■ TASK TO CARRY OUT
Copy the lines below that contain "wooden".

■ TASK INPUTS
- Opening Delimiter -
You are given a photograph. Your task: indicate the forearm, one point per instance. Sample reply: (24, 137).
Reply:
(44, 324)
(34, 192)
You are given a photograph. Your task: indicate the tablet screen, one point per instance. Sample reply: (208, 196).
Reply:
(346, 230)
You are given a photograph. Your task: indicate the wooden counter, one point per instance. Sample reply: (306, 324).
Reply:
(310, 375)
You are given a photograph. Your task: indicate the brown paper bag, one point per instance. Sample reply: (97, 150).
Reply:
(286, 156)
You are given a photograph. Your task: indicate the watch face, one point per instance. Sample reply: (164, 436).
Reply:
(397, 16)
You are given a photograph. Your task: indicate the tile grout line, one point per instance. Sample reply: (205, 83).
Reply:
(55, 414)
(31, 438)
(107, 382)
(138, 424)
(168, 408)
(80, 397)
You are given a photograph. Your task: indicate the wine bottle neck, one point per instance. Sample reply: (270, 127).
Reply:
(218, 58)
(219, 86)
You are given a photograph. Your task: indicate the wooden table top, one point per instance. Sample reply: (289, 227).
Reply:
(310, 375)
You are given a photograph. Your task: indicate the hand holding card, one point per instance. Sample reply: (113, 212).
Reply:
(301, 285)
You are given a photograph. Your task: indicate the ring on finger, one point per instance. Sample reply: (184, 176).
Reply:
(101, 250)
- Closing Delimiter -
■ REPLY TO THE EXERCISE
You are given a photograph. Your task: indicate the wooden counter, one point per instance. Sample reply: (306, 324).
You are given a photograph. Your task: indicate the wooden table top, one point per instance. Sample reply: (289, 227).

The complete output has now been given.